_Point localization data_
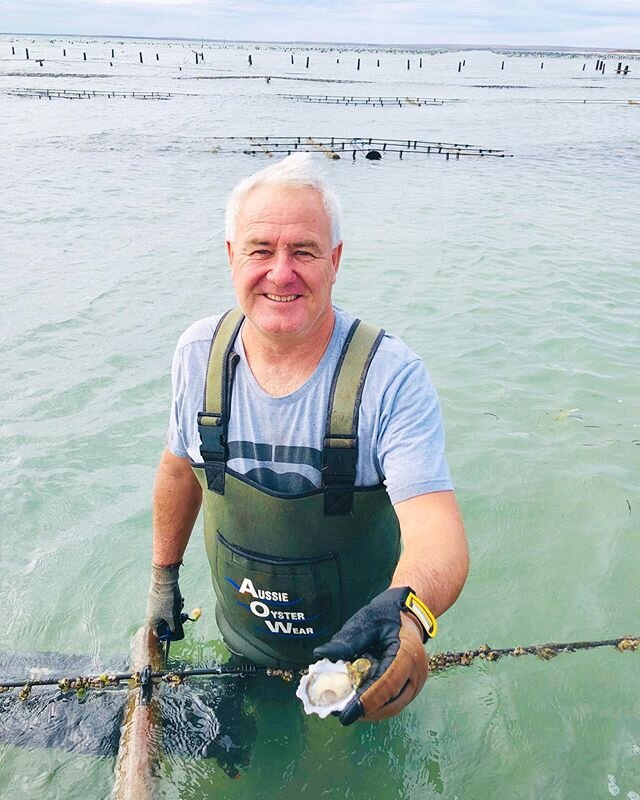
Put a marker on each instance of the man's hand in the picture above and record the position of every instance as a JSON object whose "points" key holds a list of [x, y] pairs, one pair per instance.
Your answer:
{"points": [[164, 601], [394, 638]]}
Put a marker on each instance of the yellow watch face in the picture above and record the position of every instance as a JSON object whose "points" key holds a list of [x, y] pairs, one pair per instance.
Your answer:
{"points": [[417, 607]]}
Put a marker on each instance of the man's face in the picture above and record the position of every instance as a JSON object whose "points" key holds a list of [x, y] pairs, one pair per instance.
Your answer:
{"points": [[282, 262]]}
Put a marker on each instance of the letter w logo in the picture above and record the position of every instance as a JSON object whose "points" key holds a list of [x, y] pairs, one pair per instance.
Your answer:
{"points": [[278, 627]]}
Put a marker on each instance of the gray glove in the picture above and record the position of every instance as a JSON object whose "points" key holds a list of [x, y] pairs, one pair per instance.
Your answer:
{"points": [[165, 603]]}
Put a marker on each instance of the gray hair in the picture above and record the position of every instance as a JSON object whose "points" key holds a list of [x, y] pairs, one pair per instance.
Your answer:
{"points": [[297, 170]]}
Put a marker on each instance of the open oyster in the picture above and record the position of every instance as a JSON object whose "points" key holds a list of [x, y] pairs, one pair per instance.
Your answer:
{"points": [[329, 686]]}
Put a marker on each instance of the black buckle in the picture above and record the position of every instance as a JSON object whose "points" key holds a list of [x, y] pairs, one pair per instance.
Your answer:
{"points": [[213, 449]]}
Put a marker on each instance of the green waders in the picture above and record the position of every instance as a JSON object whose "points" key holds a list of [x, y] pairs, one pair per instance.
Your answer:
{"points": [[288, 571]]}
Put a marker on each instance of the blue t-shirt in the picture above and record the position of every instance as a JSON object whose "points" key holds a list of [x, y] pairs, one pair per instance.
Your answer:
{"points": [[277, 441]]}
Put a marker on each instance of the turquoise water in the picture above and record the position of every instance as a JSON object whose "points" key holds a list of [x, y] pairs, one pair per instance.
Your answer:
{"points": [[517, 280]]}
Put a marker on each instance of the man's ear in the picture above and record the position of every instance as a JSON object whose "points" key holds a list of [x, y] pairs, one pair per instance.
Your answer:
{"points": [[336, 255]]}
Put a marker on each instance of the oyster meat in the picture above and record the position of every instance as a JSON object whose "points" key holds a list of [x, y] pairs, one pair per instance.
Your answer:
{"points": [[329, 685]]}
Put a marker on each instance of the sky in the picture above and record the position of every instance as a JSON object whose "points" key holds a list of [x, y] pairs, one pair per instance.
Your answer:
{"points": [[570, 23]]}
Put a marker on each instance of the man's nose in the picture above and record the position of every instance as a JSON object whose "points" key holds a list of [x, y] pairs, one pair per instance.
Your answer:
{"points": [[281, 271]]}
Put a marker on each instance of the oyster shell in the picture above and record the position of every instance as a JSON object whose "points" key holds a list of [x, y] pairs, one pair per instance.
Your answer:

_WHAT YOU SHOULD DO_
Retype each line of the records exactly as it reads; no pictures belong in the copy.

_ANSWER TO THE PROBLEM_
Put a marker on each instance of the man's hand in the picture above and record the position of every instance as a JSON object whose "points" key holds a list of [x, y] pairs, one pair per instance.
Your answer:
{"points": [[164, 601], [394, 638]]}
Put a marker on each instance of the yellow watch face in the picture above and record the position of every instance as a JSON object whose "points" key holds a list of [x, y] pairs, one pair per instance.
Your answer:
{"points": [[417, 607]]}
Put a marker on each instance of the man's face in the picture above and record the position of every instance as a JSON object whose "points" key holds a list of [x, y] pairs, one pair per instance.
Your answer:
{"points": [[282, 262]]}
Put a marker on each instance of the letter w logo in the picture above and record the position of every instance as a JSON object whose "points" key holds a list of [x, y] pairs, one pair per instance.
Your answer:
{"points": [[278, 627]]}
Put a marker on each instance of the gray glove in the picture above and record the position of every instance as a JSON object whose "points" key holds a list of [x, y] pairs, one pair per instance.
Your answer:
{"points": [[165, 603]]}
Put a marker on each instance of the gray hair in the picture above and record the position of every instance as a JSON object whose "points" key holds a list of [x, y] pairs, one pair per instance.
Your answer:
{"points": [[297, 170]]}
Put a marker on each instance of the open oyster in the picture above and record the position of every instance as a JSON object whose "points" key holds a list of [x, y] pairs, one pair per instance.
Your answer:
{"points": [[329, 686]]}
Put a marker on each instance of the black buckle in the picture above and record the position of every instance as a JSON object whose "points" key holds a list of [x, y] pairs, one pair per instance.
Your answer:
{"points": [[213, 449]]}
Put a marker on each instance of the green waders in the picture above and record the position of every instance as a JSON object whose "points" key holds a list of [x, y] pairs, one pair per instance.
Your answer:
{"points": [[288, 571]]}
Put a marker on each instance of the blue t-shirt in the picture above and record the position of every instance as a JSON object whose "points" key holds a list of [x, y] pairs, one pair per instance.
Your answer:
{"points": [[277, 441]]}
Put a marker on each instance of the turquoise water in the picture above and record the position of every instance as a JSON object whose "points" key holds a list of [x, y] pairs, one pair per instance.
Your answer:
{"points": [[517, 280]]}
Put a marker on each instance of the man's ear in the picture above and record the position of every instance as a JSON object whose "points" key holds a list of [x, y] pairs, one pair per instance.
Your answer:
{"points": [[336, 255]]}
Put a marker on each instance of the oyster meat in the picture above and record the position of every instance as a JSON object whose "points" key holds a list of [x, y] pairs, one pair per instance.
Your answer:
{"points": [[329, 685]]}
Put a marker on each instance of the sky in the picture above and record the position of every instance as a JSON object whose "points" key holds a list of [x, y] pairs, one pair per instance.
Your answer:
{"points": [[570, 23]]}
Put a marker on each instance of the man's nose in the picture above and record the position of every instance as a JSON object whose "points" key holds a list of [x, y] pairs, one pair per instance.
Your answer:
{"points": [[281, 271]]}
Put a marker on each instance of the oyster shell in the picture above and record the position of every instance as a JSON object whose "points" key holds a list of [x, y] pairs, one pair per instance.
Your answer:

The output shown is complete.